SOURCE TEXT:
The Claudio Bravo we all know in England is very different to the Claudio Bravo we cover when it comes to the Chile national team.
Even when the English media were tearing Bravo to shreds for his Manchester City performances, the stopper stayed relatively quiet, kept his head down and wasn’t kicking up a fuss.
In Chile the slightest bit of implied criticism has, over the years, seen Bravo go to war with his home country’s media and throw strops.
Now there’s another issue. Bravo has refused his latest call-up for the Chile national team because they won’t allow him to have the goalkeeping coach he prefers.
La Tercera quote the Manchester City player as saying: “It’s a situation that I have talked about more than 30 days ago with the coach, when he visited me in Manchester. We talk about many things. I’ve been in the national team for many years and I always try to be at my best.
“If I go to the national team, I want to train and compete. It is not that I am imposing something, as the president says. Moreover, I proposed to pay travel and salary for a person to help the Chilean goalkeepers to grow. I don’t see myself more than ten years in the national team, I do not plan for the long term. If I see a guy who is better than me, I’m going to grab my gloves and I’m going to go. I want to be at the maximum.
“I am asking if you can help me out and if you can open the door to a person who will help me a lot. Arturo (Salah) agreed and was going to meet him, but now the refusals arrived.”
Salah is the president of Chile’s football association, and La Tercera say there’s now a ‘red hot dispute’ between the two men.
Bravo sent another ‘dart’: “There’s a reason the minor teams do not work. It’s for a reason we don’t go to the Olympics or the World Cups. We have good guys for the ball, agile, with good jumps, but something happens that doesn’t work. We end up wasting generations. And it’s because friends of friends work.”
Of course, it seems the Manchester City player would rather it was his own recommendation, which could bring accusations of the very thing he’s angry about.
Bravo has also criticised a goalkeeping coach, José Ovalle, who had previously worked with Chile, believing he was overweight: “It was a lack of respect. I told him.”
Ovalle has since hit back: “It is not right to physically denigrate another person, but each one has his own idea, his education… I am 52 years old and I have diabetes, which is why it is difficult for me to maintain my weight.”

DATA PROVIDED:
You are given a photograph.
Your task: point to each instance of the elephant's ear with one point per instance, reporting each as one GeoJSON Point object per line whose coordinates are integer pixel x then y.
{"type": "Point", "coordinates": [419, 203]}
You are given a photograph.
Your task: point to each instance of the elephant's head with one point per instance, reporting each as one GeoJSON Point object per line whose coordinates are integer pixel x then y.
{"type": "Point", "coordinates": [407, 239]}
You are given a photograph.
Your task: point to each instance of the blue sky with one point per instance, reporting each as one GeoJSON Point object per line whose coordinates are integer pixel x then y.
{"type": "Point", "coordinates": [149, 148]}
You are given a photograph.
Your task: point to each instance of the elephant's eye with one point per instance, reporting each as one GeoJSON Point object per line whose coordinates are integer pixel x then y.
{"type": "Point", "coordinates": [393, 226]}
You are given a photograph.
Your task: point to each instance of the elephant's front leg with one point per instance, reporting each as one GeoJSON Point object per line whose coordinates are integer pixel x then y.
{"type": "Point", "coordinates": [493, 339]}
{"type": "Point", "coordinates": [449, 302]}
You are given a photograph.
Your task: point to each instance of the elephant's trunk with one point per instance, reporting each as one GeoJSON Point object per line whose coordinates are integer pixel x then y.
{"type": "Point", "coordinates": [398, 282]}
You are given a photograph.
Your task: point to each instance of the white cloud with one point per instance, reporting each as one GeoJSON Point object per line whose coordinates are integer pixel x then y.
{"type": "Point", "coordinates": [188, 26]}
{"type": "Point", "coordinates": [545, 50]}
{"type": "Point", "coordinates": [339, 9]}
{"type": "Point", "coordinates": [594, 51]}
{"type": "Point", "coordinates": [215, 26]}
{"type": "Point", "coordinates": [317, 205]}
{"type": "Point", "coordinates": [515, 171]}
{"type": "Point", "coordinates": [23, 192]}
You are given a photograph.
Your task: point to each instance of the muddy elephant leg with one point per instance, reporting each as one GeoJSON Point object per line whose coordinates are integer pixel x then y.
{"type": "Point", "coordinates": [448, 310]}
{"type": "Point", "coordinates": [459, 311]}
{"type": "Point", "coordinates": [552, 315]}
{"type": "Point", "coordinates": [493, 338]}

WRITTEN TASK: Reproduce the passage of the Claudio Bravo article from "The Claudio Bravo we all" up to and including "at my best.", word for word.

TASK SOLUTION:
The Claudio Bravo we all know in England is very different to the Claudio Bravo we cover when it comes to the Chile national team.
Even when the English media were tearing Bravo to shreds for his Manchester City performances, the stopper stayed relatively quiet, kept his head down and wasn’t kicking up a fuss.
In Chile the slightest bit of implied criticism has, over the years, seen Bravo go to war with his home country’s media and throw strops.
Now there’s another issue. Bravo has refused his latest call-up for the Chile national team because they won’t allow him to have the goalkeeping coach he prefers.
La Tercera quote the Manchester City player as saying: “It’s a situation that I have talked about more than 30 days ago with the coach, when he visited me in Manchester. We talk about many things. I’ve been in the national team for many years and I always try to be at my best.